◆ Text for analysis:
There haven’t been many thrilling, upbeat moments in the menagerie of hell we’ve descended into these last eight months or so. In our retreat from family, friends, routines and wellness in the name of simply surviving and Doing What Needs To Be Done, we’ve given up the wide majority of seasoning that makes life so damn delicious to begin with. Among the most dearly missed is live music.
On “Saturday Night Live” this weekend, Jack White helped us collectively break out of these hellish doldrums – if only for a moment. Dominic Davis (bass), and Daru Jones (drums) rounded out a live trio for an exhilarating performance that twisted The White Stripes’ “Ball and Biscuit” classic around a new, plague-escaping narrative. The Elephant favorite was kicked off by a tease of White’s Beyoncé Lemonade collaboration “Don’t Hurt Yourself” and intercut with a verse from “Jesus Is Coming Soon,” a Blind Willie Johnson song written during the 1918 Spanish flu pandemic – with lyrics far too appropriate for the times:
“The nobles said to the people/ you’d better close your public schools/ until death passes you by you better close all your churches too/ I’m done talkin/ I done told you, God is coming soon,” before the real nuts-kicker: “The great disease was mighty and people were sick everywhere/ It was an epidemic and it traveled through the air.”
During his second performance, White brought out a guitar designed for him by the late Eddie Van Halen as a way to pay tribute to the legendary guitarist. He didn’t stop there, however, paying a beautifully subtle fretboard-tapping tribute to the guitar virtuoso during “Lazaretto”:
Those wishing for a Van Halen cover in tribute were let down easy by an Instagram post offered up by Jack just hours before the performance: “i wont even insult the man’s talent by trying to play one of his songs tonight. thanks again eddie for this guitar and rest in peace sir.”

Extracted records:
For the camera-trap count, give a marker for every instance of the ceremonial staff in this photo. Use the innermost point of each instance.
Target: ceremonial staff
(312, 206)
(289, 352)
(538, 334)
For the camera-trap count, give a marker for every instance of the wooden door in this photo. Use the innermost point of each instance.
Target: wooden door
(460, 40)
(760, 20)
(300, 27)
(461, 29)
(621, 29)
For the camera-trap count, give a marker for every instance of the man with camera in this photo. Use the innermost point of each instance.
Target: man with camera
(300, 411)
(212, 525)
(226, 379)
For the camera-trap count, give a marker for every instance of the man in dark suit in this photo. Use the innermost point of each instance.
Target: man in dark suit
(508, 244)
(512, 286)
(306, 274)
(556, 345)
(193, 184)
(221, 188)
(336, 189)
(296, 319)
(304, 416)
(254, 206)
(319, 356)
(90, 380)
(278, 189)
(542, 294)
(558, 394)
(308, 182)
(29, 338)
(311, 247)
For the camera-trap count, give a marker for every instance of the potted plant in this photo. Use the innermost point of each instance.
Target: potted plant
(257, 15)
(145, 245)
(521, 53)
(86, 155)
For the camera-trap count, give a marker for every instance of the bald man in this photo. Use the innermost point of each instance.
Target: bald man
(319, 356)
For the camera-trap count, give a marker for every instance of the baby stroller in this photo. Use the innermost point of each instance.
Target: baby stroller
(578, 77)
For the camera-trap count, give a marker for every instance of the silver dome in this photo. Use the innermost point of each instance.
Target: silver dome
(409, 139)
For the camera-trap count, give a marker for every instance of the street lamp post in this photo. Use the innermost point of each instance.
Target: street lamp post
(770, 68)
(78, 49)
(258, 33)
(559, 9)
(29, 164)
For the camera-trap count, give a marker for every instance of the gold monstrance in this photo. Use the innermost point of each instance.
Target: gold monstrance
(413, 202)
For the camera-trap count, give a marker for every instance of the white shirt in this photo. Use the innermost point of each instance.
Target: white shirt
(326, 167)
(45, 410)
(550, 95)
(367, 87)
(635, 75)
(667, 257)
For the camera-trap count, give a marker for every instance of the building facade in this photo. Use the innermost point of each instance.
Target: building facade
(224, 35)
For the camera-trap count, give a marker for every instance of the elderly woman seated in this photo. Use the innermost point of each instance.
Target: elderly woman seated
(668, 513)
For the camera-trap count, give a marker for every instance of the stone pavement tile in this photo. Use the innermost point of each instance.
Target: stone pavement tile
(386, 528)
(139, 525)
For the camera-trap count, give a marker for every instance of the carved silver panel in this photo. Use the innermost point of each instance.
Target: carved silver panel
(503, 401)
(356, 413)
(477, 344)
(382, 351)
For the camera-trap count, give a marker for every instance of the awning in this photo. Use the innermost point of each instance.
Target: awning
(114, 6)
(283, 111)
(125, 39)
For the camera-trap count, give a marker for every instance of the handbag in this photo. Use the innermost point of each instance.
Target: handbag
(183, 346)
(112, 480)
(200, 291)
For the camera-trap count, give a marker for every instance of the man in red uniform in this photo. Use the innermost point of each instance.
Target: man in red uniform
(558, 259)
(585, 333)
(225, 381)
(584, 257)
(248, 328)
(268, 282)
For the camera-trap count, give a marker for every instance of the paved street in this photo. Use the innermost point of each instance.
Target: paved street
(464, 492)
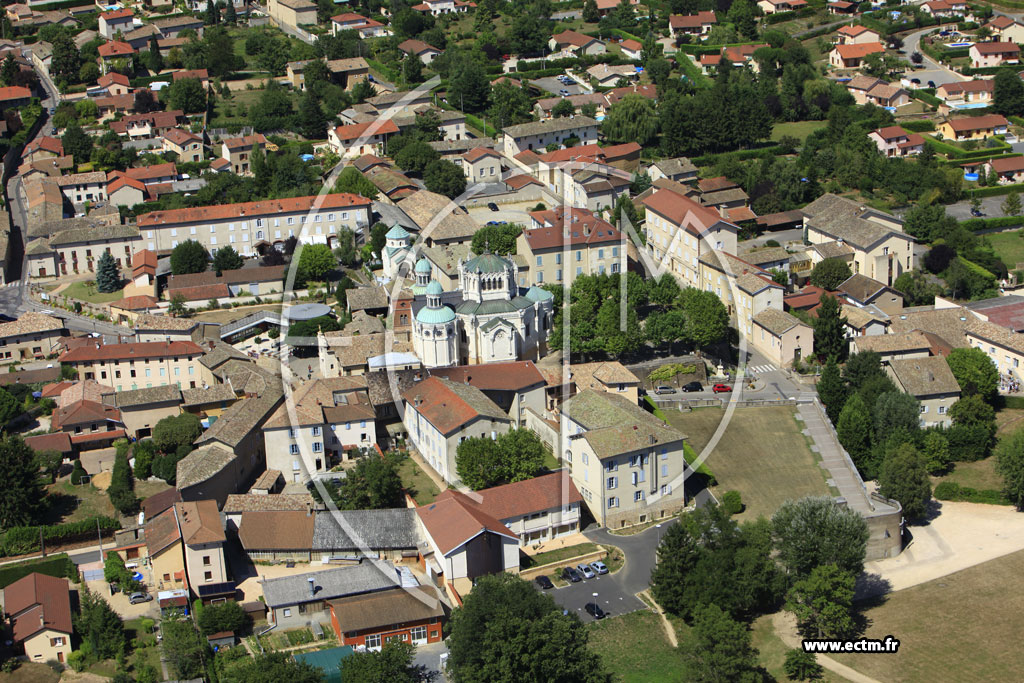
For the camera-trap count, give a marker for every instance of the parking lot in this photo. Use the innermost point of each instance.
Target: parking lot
(555, 87)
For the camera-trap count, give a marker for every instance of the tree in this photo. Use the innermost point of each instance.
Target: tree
(631, 119)
(719, 649)
(1012, 205)
(1008, 92)
(186, 94)
(829, 329)
(415, 157)
(815, 530)
(226, 258)
(108, 273)
(99, 625)
(904, 478)
(445, 178)
(514, 456)
(189, 256)
(1010, 465)
(823, 602)
(312, 121)
(975, 373)
(315, 261)
(23, 492)
(829, 273)
(507, 632)
(707, 318)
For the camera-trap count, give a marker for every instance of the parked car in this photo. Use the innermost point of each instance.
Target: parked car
(136, 598)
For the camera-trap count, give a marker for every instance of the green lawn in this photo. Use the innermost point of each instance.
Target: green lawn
(1009, 247)
(762, 455)
(798, 129)
(635, 648)
(964, 628)
(91, 294)
(420, 486)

◆ What is being asked: From the text about Jack White's performance, write out the passage that begins at the words "There haven’t been" and stops after "is live music.", substituting "health" for "wellness". The records have no connection to the text about Jack White's performance.

◆ Response:
There haven’t been many thrilling, upbeat moments in the menagerie of hell we’ve descended into these last eight months or so. In our retreat from family, friends, routines and health in the name of simply surviving and Doing What Needs To Be Done, we’ve given up the wide majority of seasoning that makes life so damn delicious to begin with. Among the most dearly missed is live music.